L'autre grand gagnant : L'Etat

L’État est le premier gagnant des marchés de l’essence et du gasoil. Il faut décortiquer la structure du prix de ces matières pour se rendre à cette évidence. Le Conseil de la concurrence relève qu’entre 2018 et 2021, le prix de vente est composé dans le cas du gasoil à hauteur de 51% en moyenne des coûts d’achat des produits raffinés importés et de 43% en moyenne pour l’essence. Les taxes (TVA et TIC) sont de l’ordre de 35 % en moyenne du prix de vente d’un litre de gasoil et de 45 % pour l’essence.

Pour ce qui est du coût d’achat du gasoil et de l’essence, celui-ci est réparti entre le prix d’achat calculé d’après les prix de référence, qui représentent plus de 95% de sa composition, les 5% restants se partagent entre les frais d’approche (2,3%), les frais du fret (2 %) et les droits et taxes portuaires (0,7%).

- _EXERCICES À RÉALISER_:
a) Transcrivez à l'identique le passage du texte sur le prix des carburants, en commençant aux mots « L’État est le » et en vous arrêtant après les mots « 45 % pour l’essence. ».
b) Reprenez la rédaction du texte sur le prix des carburants et prolongez-le au-delà de sa dernière phrase.
Les données n'interviennent en rien dans ce travail.

- _CONTENU DES DONNÉES_:
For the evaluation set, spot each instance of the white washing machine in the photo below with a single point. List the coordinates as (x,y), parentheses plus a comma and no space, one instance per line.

- _RÉPONSES ATTENDUES_:
a)
L’État est le premier gagnant des marchés de l’essence et du gasoil. Il faut décortiquer la structure du prix de ces matières pour se rendre à cette évidence. Le Conseil de la concurrence relève qu’entre 2018 et 2021, le prix de vente est composé dans le cas du gasoil à hauteur de 51% en moyenne des coûts d’achat des produits raffinés importés et de 43% en moyenne pour l’essence. Les taxes (TVA et TIC) sont de l’ordre de 35 % en moyenne du prix de vente d’un litre de gasoil et de 45 % pour l’essence.

b)
Quant aux marges des sociétés de distribution (gros), celles-ci représentent 9 à 10% du prix de vente à la pompe par litre, détaille le Conseil, ajoutant que la marge des stations-service représente, quant à elle, 4 à 5% du prix de vente au consommateur final par litre.

Il ressort aussi de l’avis du Conseil que les marges des stations-service sont presque invariables sur la période observée et fluctuent entre 0,35 et 0,5 DH/l et ce, quel que soit l’évolution des cotations à l’international et les prix de vente sur le marché national.